## [Written instruction]
Show each line of the data below that contains the word "ground".

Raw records
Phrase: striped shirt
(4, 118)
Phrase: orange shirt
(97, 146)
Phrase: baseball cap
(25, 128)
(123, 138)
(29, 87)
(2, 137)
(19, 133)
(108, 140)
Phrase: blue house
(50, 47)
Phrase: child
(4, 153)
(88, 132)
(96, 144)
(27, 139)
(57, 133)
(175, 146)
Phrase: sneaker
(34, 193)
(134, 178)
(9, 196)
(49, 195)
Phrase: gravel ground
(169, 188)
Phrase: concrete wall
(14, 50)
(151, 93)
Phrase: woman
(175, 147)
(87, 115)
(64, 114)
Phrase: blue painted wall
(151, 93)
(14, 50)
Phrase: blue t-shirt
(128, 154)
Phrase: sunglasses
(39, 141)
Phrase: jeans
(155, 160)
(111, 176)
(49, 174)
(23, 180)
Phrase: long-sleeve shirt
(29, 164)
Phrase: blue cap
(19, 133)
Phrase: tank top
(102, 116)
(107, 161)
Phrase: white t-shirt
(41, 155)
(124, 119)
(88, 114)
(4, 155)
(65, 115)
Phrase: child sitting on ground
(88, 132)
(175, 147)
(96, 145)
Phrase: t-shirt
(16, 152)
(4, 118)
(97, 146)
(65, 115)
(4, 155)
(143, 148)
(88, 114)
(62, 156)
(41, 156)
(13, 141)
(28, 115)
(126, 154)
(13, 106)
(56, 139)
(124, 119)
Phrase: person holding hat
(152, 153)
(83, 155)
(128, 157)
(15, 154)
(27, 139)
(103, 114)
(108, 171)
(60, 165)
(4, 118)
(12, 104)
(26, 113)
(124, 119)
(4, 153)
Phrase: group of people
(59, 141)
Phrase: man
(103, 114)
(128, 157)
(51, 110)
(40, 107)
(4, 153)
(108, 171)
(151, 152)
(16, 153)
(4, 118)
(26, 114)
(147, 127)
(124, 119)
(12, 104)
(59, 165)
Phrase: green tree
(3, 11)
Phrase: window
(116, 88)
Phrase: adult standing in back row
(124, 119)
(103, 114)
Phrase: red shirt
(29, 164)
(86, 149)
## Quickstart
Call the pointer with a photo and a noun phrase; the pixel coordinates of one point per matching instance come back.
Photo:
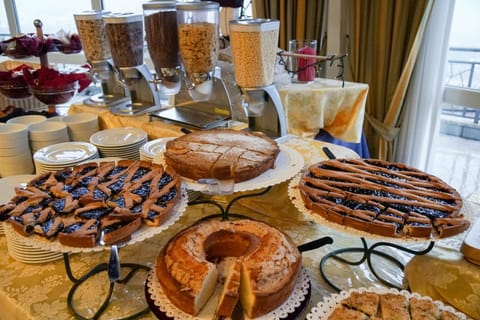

## [Solution]
Phrase: gravel ground
Phrase: child sitting on ground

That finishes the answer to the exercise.